[GIVEN PROBLEM] Quote, without any change, the line that contains "the tree, then" and all lines that follow it to the end of the data below.

[Excerpts of location labeling data]
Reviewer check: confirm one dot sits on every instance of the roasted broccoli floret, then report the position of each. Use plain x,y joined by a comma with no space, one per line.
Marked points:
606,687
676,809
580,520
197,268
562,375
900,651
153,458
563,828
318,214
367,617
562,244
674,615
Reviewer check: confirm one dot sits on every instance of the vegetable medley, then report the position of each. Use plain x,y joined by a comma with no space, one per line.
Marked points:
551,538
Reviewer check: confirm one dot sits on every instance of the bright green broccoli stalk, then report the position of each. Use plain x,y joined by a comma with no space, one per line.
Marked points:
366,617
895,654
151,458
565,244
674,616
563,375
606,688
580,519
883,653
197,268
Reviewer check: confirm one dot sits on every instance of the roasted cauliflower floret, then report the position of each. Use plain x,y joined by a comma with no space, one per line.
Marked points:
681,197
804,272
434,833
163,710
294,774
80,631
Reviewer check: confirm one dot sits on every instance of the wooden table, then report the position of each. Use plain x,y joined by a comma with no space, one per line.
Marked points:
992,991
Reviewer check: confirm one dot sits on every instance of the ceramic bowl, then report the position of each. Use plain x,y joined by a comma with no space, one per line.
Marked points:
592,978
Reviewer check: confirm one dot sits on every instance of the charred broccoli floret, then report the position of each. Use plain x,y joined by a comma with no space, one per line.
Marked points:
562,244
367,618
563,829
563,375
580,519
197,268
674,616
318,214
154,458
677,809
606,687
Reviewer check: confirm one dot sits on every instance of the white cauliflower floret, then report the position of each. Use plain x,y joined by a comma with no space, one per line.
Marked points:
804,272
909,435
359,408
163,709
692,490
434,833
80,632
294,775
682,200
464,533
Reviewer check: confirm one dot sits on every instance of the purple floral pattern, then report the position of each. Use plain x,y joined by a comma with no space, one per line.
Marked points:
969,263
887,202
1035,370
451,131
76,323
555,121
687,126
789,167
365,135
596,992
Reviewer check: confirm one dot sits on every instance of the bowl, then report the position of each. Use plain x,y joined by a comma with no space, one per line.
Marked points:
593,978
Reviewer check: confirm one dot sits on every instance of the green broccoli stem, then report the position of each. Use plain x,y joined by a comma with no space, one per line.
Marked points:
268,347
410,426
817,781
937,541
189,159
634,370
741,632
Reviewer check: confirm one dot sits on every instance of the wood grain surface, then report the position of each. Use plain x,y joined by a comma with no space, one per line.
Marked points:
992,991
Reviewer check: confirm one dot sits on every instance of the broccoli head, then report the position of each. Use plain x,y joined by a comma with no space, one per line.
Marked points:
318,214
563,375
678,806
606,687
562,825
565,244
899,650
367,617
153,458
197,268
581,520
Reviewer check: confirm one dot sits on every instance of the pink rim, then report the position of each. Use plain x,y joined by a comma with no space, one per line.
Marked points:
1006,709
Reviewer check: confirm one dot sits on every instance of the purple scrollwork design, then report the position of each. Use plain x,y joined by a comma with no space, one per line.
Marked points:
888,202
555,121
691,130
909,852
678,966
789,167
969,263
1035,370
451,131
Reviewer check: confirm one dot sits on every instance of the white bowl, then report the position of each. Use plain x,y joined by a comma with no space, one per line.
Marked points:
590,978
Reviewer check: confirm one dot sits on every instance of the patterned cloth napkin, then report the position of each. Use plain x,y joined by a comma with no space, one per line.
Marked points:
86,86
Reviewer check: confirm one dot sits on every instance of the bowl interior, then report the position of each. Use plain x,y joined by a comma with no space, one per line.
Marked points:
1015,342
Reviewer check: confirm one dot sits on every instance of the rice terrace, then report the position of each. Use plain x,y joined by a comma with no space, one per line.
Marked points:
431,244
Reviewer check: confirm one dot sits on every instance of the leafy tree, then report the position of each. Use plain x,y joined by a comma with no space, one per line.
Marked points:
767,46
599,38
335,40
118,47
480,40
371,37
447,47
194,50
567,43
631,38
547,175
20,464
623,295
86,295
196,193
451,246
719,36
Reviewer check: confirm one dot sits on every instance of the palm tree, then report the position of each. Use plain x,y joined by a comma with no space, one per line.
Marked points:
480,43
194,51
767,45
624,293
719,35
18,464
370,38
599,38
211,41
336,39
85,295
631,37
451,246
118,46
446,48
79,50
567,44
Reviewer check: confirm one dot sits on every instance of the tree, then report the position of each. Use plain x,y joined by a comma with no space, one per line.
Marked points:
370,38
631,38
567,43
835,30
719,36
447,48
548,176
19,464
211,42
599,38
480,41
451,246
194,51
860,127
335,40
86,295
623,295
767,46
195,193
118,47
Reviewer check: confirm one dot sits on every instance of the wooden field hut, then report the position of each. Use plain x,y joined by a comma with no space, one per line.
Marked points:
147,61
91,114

[IN RESPONSE]
Reviewer check: confirm one dot sits on every instance of the tree, then report the position of each. Use plain x,y joined by a comma with no space, one per line.
Marked points:
370,38
631,38
567,43
835,30
719,36
447,48
548,176
19,464
211,42
599,38
480,41
451,246
194,51
860,127
335,40
86,295
623,295
767,46
195,193
118,47
Reviewer check: confirm one dot sits on every instance of the wooden field hut, then report the position of each. Use plain x,y joined by a comma with no space, one per line.
Marked points:
147,61
91,114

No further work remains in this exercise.